抜粋文:
次の2試合、「RBCヘリテージ」は8位タイ、「トラベラーズ選手権」で6位タイ。シーズン再開後12ラウンドのうち11ラウンドが60台で平均スコアは「66.5」、通算46アンダー。「ロケットモーゲージ・クラシック」で優勝する流れはできていた。フィル・ミケルソンは「あんなに力強くまっすぐに打つのはすごいね」と言い、ジャスティン・ローズは「とてもユニーク。スピードアップの訓練したんだね」と話した。ウェブ・シンプソンも「あんなに筋肉をつけてスイングスピードとボールスピードを上げ、さらにはコントロールまでできるなんて驚異的だよ。本当にすごい」と驚くほかない。

わずか4週で、トップ10フィニッシュ4回。デトロイトでマシュー・ウルフを破って勝ったとき、デシャンボーは「少し感情的な気分だ」と語った。「これまでとは少し違ったこと、肉体改造に取り組んで、試合中のマインドセットも変えて、まったく違ったゴルフスタイルでプレーして優勝することができたから」

■1950年代に活躍した“ボディビルダー・プロゴルファー”がいた

1958年「ロサンゼルスオープン」で優勝したストラナハン(Photo by Los Angeles Examiner/USC Libraries Corbis via Getty Images)

デシャンボーが2016年にプロ転向してから、彼のユニークさを認めてきたファンやメディアにとっては、「全米アマチュア」と「NCAA選手権」で優勝してから数年後に、この筋肉美を備えた肉体とボールスピードの向上に成功したのは、また実に魅力的なことだ。物理学を専攻し、ゴルフボールを塩水でテストし、アイアンの長さは全部同じに。「酸素欠乏」なんていう言葉を普段平気で口にするような人物で、それぞれが、彼を知らない人にとっては逆にためらいの要素になる。

作業内容: 上にあるデシャンボーの記事を、最後の文のあとから書き継いでください。

領域アノテーション項目:
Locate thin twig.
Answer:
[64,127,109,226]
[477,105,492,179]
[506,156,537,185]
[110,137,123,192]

回答:
筋骨隆々の肉体美と、科学者としての側面。双方を納得するためには、落ち着いて、「ショー」を楽しむ心構えが求められる。ここでひとつ、そんなエキセントリックな過去の選手を紹介しよう。デシャンボーが生まれた1993年、71歳でも鉄を持ち上げボディビルディングをしていたフランク・ストラナハンの話。デシャンボーは彼の“続編”というべき存在かもしれないのである。

1950年代にPGAツアーのトラベルセクレタリーだったジム・ガグイン氏は「彼は変わっていた」と言う。「しかし、彼は長生きする方法を知っていた」とも語った。実際、ストラナハンは120年生きるという信念を公にしていた。彼は決して酒を飲まず、タバコも吸わず、午前3時に起きて毎朝ランニングをし、ウエートを使ってトレーニングをするなど健康でいることに情熱を注いでいた。オハイオ州トレドで養子になり、ゴルフキャリアをまっとうし、1964年に42歳で引退してから何十年も元気に過ごした。

最近、ブルックス・ケプカが記者たちにジムをフロリダからヒルトンヘッド島(RBCヘリテージ会場)へ運んだと伝え、ソーシャルメディアを騒がせた。しかしストラナハンがつねにウエートを持ち運んでいたことを考えると、それほど驚きはしない。しかも車だけで移動する1940年、1950年代にだ。

そんな彼は1950年代後半、早くからウエートトレーニングに興味を持っていた南アフリカ出身の若きゴルファーと友人になった。メジャー通算9勝、かのゲーリー・プレーヤーである。

ストラナハンはウエートを使うことにメリットがあると主張しながら、「二の腕や胸ばかりに筋肉をつけるべきではない」と、ゴルフスイングを台無しにしない方法を伝授した。プレーヤーは自分より13歳年上のストラナハンを先生に見立て、彼のことを明確なビジョンを持った人物だと考えていた。「僕のキャリアの始まった頃は、ウエートトレーニングをしているなんでバカだと思われていた」。プレーヤーは4年前、彼が80歳になるときにESPNにこう語っている。「でも私は大会中でもトレーニングを欠かさず、それが絶好調の時期につながったんだ」

この事実に反論できる人がいるだろうか? プレーヤーはキャリアグランドスラムを達成した5人のゴルファーのうちの1人。(ほかにジーン・サラゼン、ベン・ホーガン、ジャック・ニクラスタイガー・ウッズ)。世界中の160大会以上で優勝した。そして、ストラナハンの過剰なフィットネスが彼のゴルフをダメにしたと思う人もいないだろう。